What is being asked — Can you reproduce, word for word, the passage of the state revenue article below that opens with the words containing "In January, the" and closes with "by $11.1 million."?

Text segment —
The finance department has noted that comparisons with year-ago collections are distorted by the shift of the individual income tax payment deadline in 2020 from April 15 to July 15 as a one-time change for pandemic relief efforts. This resulted in two income tax filing dates in fiscal 2021.

So far in fiscal 2022, net general revenue increased by $275 million, or 7.1%, over the same seven months in fiscal 2021, to $4.13 billion, and outdistanced the forecast by $240.8 million, or 6.2%.

During last year's regular session, the General Assembly and Hutchinson enacted a fiscal 2022 general revenue budget totaling $5.84 billion, including a $17.1 million allocation to a restricted reserve fund.

The forecast projects a $264.4 million surplus at the end of fiscal 2022.

Asked if the latest forecast is too conservative given that the surplus of $240.8 million so far in fiscal 2022 is close to the projection of a $264.4 million surplus by June 30, Hutchinson said, "When it comes to forecasting, I would rather be conservative and have a surplus than worrying about revenue being sufficient to fund state services."

Asked whether the state will dramatically exceed the projected surplus, Shelnutt said, "I think we will exceed the official forecast at the end of the year."

He said he's not sure how much the surplus will exceed projections because state officials will see how income tax filings and refund claims play out in the next few months. The state's individual income tax filing and payment deadline is April 15.

On Jan. 11, Hutchinson proposed a $194.6 million increase in the general revenue budget, to $6.04 billion, in fiscal 2023 that starts July 1, with most of the increase for the public schools and human service programs. The proposal envisions ending that fiscal year with a $174.4 million surplus.

In the fiscal session starting Feb. 14, the General Assembly will consider enacting a general revenue budget for fiscal 2023.

The individual and corporate income tax cuts enacted in the General Assembly's Dec. 7-9 special session are projected by the finance department to reduce general revenue by $135.25 million in fiscal 2022 and $307.4 million in fiscal 2023.

JANUARY REVENUE

Individual income tax collections last month increased by $44.5 million, or 11.1%, over January a year ago to $445.8 million and beat the forecast by $124 million, or 38.5%, according to the finance department.

Withholdings are the largest category of individual income tax collections. The withholdings increased by $37.5 million, or 13.4%, over a year ago to $318.5 million and beat the forecast by $14.4 million. The increased withholdings partly reflected one more Friday payday than a year ago and partly reflected underlying economic gains in the state, Shelnutt said.

Individual income tax collections from quarterly estimated payments increased by $3.9 million over a year ago to $114.7 million, but exceeded the forecast by $101 million.

Individual income tax collections from returns and extensions increased by $3.1 million from a year ago to $12.6 million and outdistanced the forecast by $8.6 million.

Meanwhile, the state's sales and use tax collections last month increased by $31.8 million, or 13.4%, over a year ago to $268.7 million, according to the finance department. These collections exceeded the forecast by $34.2 million, or 14.6%.

The finance department reported that the state experienced high sales tax revenue growth in retail trade, services and transportation compared with a year ago, but drops in sales tax revenue compared with a year ago in motor vehicle sales, utilities, and accommodation and food services, including restaurants. Accommodation and food services' sales tax collections dropped by $1 million to $16.8 million last month.

"The gain was mainly at retail related to the Christmas shopping season," Shelnutt said.

Sales tax collections from the retail trade sector increased in January by $23.7 million, or 24.8%, over a year ago to $119.2 million, he said. Most of the state's sales tax collections in January were from purchases made in December.

In January, the state's corporate income tax collections declined by $21.9 million from a year ago to $29.2 million, but beat the forecast by $11.1 million.

These collections exceeded the forecast largely because of the gain in quarterly corporate estimated payments, according to the finance department.

The data —

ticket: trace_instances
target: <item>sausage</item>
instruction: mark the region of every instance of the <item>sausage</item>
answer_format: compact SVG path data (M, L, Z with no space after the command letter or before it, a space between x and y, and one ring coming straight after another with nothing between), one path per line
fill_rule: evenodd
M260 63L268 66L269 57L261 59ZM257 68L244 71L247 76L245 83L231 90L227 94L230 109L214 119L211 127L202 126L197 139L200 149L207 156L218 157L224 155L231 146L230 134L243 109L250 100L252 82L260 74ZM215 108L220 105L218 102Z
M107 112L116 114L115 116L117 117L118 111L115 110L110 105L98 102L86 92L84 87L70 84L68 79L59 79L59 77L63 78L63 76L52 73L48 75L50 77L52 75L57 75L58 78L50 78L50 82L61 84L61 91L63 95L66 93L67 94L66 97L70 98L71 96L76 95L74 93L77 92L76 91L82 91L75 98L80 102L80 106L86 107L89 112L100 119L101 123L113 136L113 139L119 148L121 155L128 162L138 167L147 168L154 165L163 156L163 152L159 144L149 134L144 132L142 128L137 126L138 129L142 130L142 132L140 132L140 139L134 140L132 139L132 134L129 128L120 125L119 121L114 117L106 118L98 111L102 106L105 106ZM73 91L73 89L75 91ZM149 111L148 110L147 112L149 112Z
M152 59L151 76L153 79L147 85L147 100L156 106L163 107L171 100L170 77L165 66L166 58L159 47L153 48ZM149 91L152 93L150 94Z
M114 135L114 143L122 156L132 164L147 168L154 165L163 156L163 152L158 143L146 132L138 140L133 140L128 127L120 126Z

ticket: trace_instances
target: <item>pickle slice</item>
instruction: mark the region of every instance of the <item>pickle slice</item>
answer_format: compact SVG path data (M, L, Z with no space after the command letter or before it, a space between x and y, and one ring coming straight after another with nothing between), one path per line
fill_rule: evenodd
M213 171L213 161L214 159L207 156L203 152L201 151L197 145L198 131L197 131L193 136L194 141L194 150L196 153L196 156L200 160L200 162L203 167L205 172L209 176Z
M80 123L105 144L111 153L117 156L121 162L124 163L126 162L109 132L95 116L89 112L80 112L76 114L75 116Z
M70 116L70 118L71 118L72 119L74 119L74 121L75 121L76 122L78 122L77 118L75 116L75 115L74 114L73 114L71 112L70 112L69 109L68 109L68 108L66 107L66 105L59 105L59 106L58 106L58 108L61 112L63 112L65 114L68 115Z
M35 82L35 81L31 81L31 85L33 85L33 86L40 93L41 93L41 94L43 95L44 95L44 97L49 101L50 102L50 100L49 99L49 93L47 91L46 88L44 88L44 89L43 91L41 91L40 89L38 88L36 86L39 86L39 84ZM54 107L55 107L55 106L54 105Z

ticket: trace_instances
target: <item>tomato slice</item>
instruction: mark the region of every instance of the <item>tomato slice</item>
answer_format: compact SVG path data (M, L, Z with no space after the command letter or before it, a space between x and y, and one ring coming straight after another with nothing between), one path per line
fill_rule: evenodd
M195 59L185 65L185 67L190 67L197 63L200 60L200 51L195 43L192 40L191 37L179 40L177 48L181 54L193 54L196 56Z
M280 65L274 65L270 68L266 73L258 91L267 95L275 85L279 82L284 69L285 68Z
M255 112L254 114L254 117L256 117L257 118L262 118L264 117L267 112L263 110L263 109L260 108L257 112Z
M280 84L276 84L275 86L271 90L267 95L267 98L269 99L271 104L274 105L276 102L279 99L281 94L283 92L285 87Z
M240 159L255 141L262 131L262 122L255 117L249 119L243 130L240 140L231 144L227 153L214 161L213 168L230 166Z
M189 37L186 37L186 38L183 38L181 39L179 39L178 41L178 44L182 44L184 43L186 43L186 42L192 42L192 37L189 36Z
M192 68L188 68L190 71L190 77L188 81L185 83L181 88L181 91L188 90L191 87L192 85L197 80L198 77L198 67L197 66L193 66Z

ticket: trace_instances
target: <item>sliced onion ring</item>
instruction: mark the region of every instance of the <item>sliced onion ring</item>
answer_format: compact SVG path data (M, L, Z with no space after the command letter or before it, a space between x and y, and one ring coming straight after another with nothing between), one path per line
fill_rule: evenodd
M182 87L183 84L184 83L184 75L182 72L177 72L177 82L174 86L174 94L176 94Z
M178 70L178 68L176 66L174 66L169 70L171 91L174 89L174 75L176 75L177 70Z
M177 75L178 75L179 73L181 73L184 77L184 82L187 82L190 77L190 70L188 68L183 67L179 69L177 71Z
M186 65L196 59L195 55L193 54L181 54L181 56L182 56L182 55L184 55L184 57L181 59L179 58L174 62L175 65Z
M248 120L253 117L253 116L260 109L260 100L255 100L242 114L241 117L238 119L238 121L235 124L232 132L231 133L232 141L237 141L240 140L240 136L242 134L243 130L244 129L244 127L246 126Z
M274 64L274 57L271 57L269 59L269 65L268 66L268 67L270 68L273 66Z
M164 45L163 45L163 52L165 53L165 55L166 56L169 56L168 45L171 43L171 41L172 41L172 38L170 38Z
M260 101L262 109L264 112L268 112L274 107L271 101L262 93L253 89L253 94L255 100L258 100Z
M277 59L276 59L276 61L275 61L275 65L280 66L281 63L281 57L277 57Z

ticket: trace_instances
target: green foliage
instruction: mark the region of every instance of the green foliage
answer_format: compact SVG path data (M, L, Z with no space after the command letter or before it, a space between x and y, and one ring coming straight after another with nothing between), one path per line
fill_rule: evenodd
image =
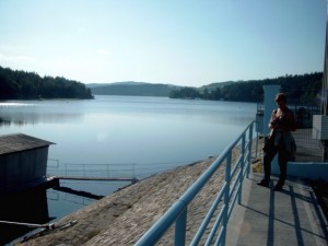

Answer to the problem —
In January, the state's corporate income tax collections declined by $21.9 million from a year ago to $29.2 million, but beat the forecast by $11.1 million.